'''

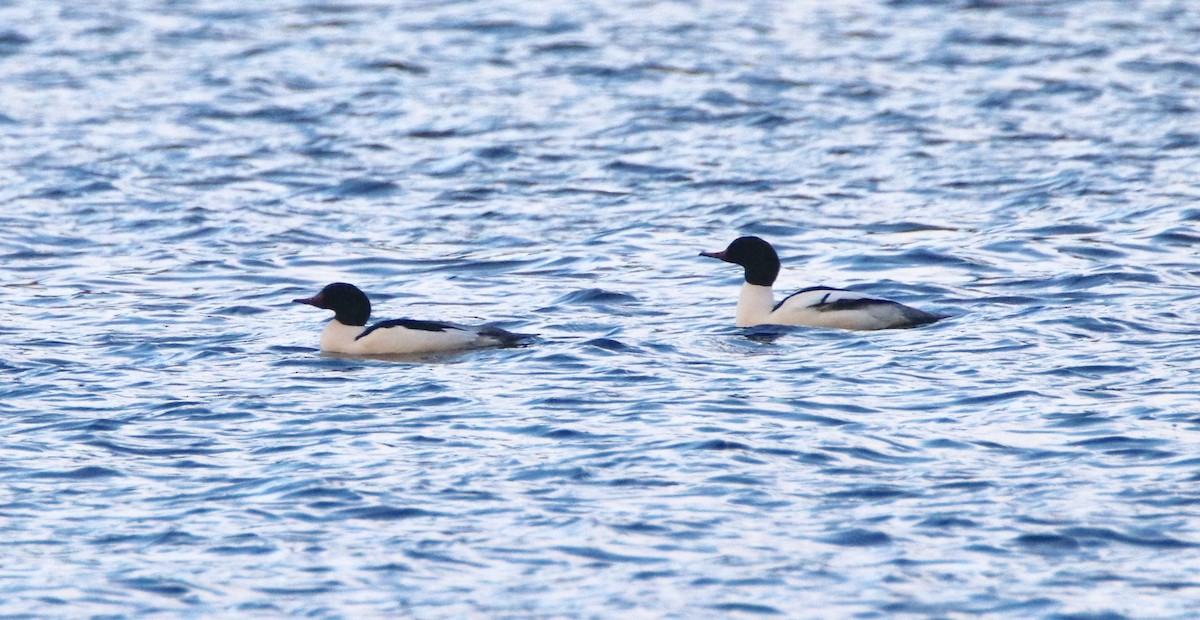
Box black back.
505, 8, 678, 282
773, 286, 842, 311
355, 318, 460, 341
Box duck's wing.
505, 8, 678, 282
354, 318, 533, 354
355, 318, 466, 341
774, 286, 943, 330
773, 286, 845, 312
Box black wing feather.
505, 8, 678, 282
812, 297, 944, 326
812, 298, 899, 313
773, 286, 845, 312
355, 318, 463, 341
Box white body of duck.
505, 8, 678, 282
295, 283, 529, 355
703, 236, 943, 331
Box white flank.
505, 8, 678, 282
319, 320, 501, 355
735, 283, 937, 330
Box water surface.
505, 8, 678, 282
3, 0, 1200, 617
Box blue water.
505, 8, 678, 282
3, 0, 1200, 617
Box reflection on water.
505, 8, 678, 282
3, 0, 1200, 616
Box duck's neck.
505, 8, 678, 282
320, 319, 364, 353
735, 283, 775, 327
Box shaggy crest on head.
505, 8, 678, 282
701, 236, 944, 330
294, 282, 532, 355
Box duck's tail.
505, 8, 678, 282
897, 305, 948, 328
478, 325, 537, 347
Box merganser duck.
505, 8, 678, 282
293, 282, 530, 354
701, 236, 943, 330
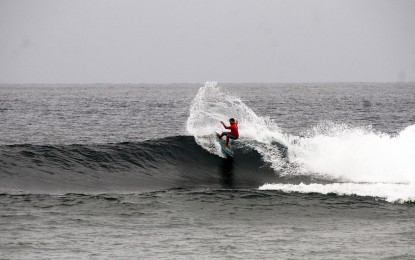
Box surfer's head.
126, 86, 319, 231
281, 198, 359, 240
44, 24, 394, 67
229, 118, 236, 124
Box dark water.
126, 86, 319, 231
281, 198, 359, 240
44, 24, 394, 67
1, 83, 415, 259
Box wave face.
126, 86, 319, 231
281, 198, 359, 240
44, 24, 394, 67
1, 136, 312, 194
186, 82, 415, 203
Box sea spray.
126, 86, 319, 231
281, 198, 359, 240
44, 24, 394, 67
186, 82, 288, 169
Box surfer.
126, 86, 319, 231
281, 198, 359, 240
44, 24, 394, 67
218, 118, 239, 147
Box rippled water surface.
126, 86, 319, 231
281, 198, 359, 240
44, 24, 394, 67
2, 190, 415, 259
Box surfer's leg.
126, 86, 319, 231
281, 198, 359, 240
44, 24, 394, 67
219, 131, 229, 139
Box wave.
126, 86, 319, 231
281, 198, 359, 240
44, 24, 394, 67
185, 82, 415, 203
1, 136, 317, 194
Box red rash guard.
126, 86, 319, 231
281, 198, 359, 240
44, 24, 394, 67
228, 122, 239, 138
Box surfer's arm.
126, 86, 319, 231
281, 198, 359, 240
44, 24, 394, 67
220, 121, 230, 129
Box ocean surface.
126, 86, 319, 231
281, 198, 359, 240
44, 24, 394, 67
1, 82, 415, 259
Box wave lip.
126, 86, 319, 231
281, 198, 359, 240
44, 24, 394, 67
259, 182, 415, 203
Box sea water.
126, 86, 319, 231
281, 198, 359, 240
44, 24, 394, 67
1, 82, 414, 259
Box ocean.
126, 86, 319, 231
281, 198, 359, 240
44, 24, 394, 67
1, 82, 415, 259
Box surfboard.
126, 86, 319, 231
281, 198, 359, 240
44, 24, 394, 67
215, 131, 234, 158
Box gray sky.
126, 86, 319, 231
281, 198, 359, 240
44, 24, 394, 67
1, 0, 415, 83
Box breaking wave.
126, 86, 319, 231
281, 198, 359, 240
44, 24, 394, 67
186, 82, 415, 203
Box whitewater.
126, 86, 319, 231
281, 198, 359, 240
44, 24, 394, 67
187, 82, 415, 203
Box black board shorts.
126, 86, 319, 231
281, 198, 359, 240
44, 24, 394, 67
223, 132, 238, 140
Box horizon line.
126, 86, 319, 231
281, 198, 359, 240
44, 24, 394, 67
1, 81, 414, 85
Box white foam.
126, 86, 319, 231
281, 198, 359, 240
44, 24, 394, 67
259, 182, 415, 203
287, 123, 415, 184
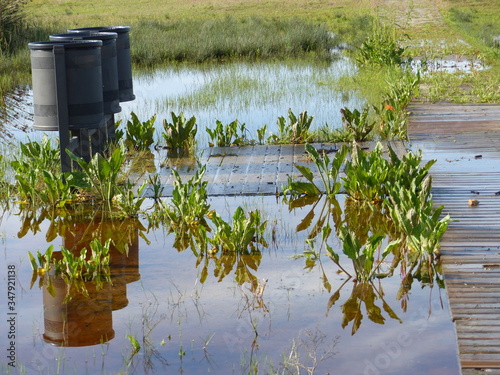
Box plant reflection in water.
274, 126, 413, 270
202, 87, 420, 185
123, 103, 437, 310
22, 206, 145, 347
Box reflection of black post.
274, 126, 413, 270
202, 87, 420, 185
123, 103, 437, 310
53, 45, 71, 172
43, 274, 115, 347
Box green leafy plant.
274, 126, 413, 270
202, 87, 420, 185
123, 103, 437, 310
386, 176, 450, 256
124, 112, 156, 151
339, 106, 375, 142
374, 70, 420, 140
356, 20, 408, 67
284, 144, 348, 198
68, 146, 126, 203
152, 164, 211, 252
269, 109, 314, 144
342, 143, 390, 202
11, 137, 60, 174
147, 173, 164, 201
256, 124, 268, 145
162, 111, 197, 156
209, 206, 268, 253
11, 138, 79, 206
206, 119, 248, 147
114, 180, 147, 217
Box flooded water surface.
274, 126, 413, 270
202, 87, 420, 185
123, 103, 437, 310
0, 59, 460, 374
0, 195, 459, 375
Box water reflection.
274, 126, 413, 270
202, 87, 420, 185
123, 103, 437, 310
24, 208, 145, 346
326, 278, 401, 336
287, 194, 445, 332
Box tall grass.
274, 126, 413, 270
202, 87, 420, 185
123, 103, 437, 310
132, 16, 336, 66
0, 0, 30, 54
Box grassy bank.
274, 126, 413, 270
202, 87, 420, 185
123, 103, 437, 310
0, 0, 499, 104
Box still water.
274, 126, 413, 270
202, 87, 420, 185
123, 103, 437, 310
3, 57, 363, 145
0, 195, 459, 375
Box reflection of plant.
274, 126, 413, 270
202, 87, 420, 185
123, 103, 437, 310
162, 111, 197, 156
206, 119, 248, 147
269, 109, 313, 144
124, 112, 156, 151
28, 239, 111, 298
327, 279, 402, 335
339, 106, 375, 142
285, 144, 348, 198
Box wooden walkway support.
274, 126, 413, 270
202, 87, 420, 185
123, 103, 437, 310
409, 102, 500, 375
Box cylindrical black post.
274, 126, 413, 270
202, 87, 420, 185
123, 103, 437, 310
68, 26, 135, 102
28, 40, 105, 131
50, 32, 121, 115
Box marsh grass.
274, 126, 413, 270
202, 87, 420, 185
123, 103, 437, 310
133, 17, 336, 66
421, 69, 500, 103
444, 1, 500, 52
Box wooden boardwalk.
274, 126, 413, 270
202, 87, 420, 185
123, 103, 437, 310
409, 103, 500, 374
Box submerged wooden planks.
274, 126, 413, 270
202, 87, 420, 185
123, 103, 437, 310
140, 143, 340, 197
408, 102, 500, 375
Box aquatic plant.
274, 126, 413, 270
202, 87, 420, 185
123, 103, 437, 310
206, 119, 248, 147
342, 143, 390, 202
210, 206, 268, 253
161, 111, 197, 156
386, 176, 450, 256
147, 173, 164, 201
269, 109, 314, 144
124, 112, 156, 151
284, 143, 348, 198
11, 138, 79, 206
161, 164, 210, 229
68, 146, 126, 203
114, 180, 147, 217
374, 70, 420, 140
339, 106, 375, 142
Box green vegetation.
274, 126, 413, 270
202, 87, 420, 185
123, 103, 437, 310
161, 111, 198, 156
269, 109, 314, 144
133, 17, 335, 65
206, 119, 249, 147
285, 143, 348, 198
124, 112, 156, 151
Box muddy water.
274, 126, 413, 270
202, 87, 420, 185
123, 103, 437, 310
0, 195, 459, 374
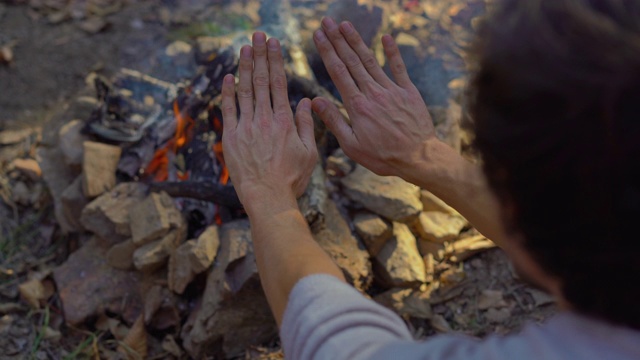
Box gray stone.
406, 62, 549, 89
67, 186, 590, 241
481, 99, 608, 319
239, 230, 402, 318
58, 120, 89, 167
130, 192, 183, 246
106, 240, 136, 270
341, 165, 422, 222
133, 230, 183, 272
168, 226, 220, 294
61, 176, 90, 232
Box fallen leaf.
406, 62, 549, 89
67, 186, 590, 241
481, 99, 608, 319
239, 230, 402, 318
117, 315, 147, 360
18, 279, 46, 309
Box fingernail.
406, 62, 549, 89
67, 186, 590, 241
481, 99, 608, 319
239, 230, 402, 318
322, 17, 337, 30
253, 32, 266, 45
299, 98, 311, 111
314, 29, 327, 42
267, 38, 279, 50
340, 21, 353, 34
224, 74, 235, 84
241, 45, 251, 58
381, 34, 394, 47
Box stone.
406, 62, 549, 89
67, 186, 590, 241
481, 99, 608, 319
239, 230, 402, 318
38, 147, 79, 234
412, 211, 467, 244
431, 314, 452, 333
11, 181, 31, 206
417, 239, 445, 258
106, 240, 136, 270
375, 223, 426, 288
477, 290, 507, 310
445, 235, 496, 263
10, 158, 41, 180
133, 230, 182, 272
420, 190, 458, 215
58, 120, 90, 167
168, 226, 220, 294
80, 182, 147, 244
313, 200, 372, 291
341, 165, 422, 222
190, 226, 220, 273
182, 220, 277, 359
82, 141, 122, 198
61, 176, 90, 232
130, 192, 183, 246
327, 0, 384, 46
165, 40, 192, 57
353, 212, 392, 256
143, 286, 180, 331
0, 128, 34, 145
374, 288, 433, 319
326, 148, 354, 177
52, 238, 142, 325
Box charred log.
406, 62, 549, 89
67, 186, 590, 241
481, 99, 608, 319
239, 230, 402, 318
149, 181, 242, 209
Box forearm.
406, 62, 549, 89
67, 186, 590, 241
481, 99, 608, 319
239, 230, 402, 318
245, 191, 346, 326
398, 138, 509, 247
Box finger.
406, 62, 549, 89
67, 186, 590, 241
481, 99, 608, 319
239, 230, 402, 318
312, 97, 357, 149
237, 45, 254, 121
295, 98, 316, 150
321, 17, 376, 90
382, 35, 412, 88
313, 28, 360, 98
339, 21, 394, 88
221, 74, 238, 129
267, 38, 291, 115
252, 31, 271, 115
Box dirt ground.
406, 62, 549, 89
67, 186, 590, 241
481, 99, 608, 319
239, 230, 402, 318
0, 0, 556, 358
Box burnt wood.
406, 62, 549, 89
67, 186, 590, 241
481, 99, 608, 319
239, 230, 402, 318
149, 181, 242, 209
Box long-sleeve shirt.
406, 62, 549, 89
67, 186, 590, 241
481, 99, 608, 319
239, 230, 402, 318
281, 274, 640, 360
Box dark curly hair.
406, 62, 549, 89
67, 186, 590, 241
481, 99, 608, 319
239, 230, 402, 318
470, 0, 640, 329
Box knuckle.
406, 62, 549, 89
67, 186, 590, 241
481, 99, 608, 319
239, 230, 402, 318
344, 54, 361, 68
253, 74, 269, 87
350, 95, 369, 114
330, 61, 349, 77
271, 74, 287, 90
392, 61, 407, 75
370, 89, 387, 104
361, 53, 378, 70
237, 87, 253, 98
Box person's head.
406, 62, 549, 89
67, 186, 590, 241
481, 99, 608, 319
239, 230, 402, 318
469, 0, 640, 329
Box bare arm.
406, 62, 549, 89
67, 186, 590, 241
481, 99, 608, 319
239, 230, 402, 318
220, 32, 345, 326
312, 18, 509, 247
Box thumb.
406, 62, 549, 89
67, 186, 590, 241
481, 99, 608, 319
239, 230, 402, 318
295, 98, 317, 150
311, 97, 356, 148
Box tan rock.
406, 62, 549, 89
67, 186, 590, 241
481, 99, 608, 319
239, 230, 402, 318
190, 226, 220, 273
417, 238, 445, 259
59, 120, 90, 167
445, 235, 496, 263
485, 308, 511, 323
133, 230, 182, 272
10, 158, 41, 180
52, 238, 142, 325
314, 200, 372, 291
168, 226, 220, 294
375, 223, 426, 288
107, 240, 136, 270
420, 190, 458, 215
0, 128, 35, 145
341, 165, 422, 221
80, 182, 147, 244
353, 212, 392, 256
61, 176, 90, 232
82, 141, 121, 198
413, 211, 467, 244
130, 192, 183, 246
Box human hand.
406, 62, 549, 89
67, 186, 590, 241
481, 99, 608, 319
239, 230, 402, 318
312, 17, 437, 177
221, 32, 318, 208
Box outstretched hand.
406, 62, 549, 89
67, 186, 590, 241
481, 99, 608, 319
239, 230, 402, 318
221, 32, 318, 208
312, 17, 436, 178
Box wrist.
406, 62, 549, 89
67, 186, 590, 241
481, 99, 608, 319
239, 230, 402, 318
240, 183, 299, 217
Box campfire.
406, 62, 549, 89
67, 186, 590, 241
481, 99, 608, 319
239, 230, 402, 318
0, 0, 540, 359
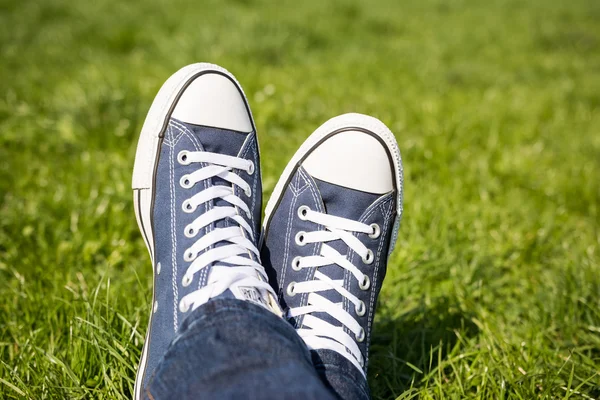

'''

How to complete this task:
Run a filter over the data above and keep each line that contains the word "plant".

Exercise result:
Box plant reflection in water.
Box green leafy plant.
Box reflection of plant.
Box aquatic plant.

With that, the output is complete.